* **Work to be completed**
From the line containing "Locate the woman" down to the last line of the material, return those lines verbatim and only those.

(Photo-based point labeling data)

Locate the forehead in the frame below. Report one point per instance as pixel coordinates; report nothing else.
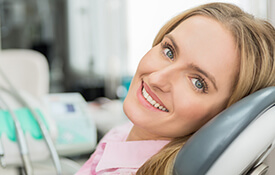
(207, 43)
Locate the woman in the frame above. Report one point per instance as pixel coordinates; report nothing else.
(202, 61)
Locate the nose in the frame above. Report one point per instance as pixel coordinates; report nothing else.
(162, 79)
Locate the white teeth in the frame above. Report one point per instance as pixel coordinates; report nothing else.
(151, 101)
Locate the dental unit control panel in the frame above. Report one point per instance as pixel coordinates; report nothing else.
(76, 128)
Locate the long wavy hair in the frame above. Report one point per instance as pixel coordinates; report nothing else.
(255, 39)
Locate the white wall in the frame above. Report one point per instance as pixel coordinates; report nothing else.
(146, 17)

* **Correct response**
Locate the woman in the frame above. Report one point per instance as pixel coordinates; report nothing else.
(202, 61)
Locate the nose in the frame above. Report one point per instance as pixel coordinates; report nothing else.
(162, 79)
Locate the white teeth in the frame above. Report one point per instance as pixel coordinates; report nothing else.
(151, 101)
Locate the dental unit control panel in the frame above. Report one point per instance as pixel coordinates; report nothing else.
(76, 128)
Locate the long wavy hair in the frame above. Report one point per instance as pixel coordinates; report nothing else.
(255, 39)
Locate the white wall in the frame above. Report one point per instance as pixel coordinates; report nothing else.
(146, 17)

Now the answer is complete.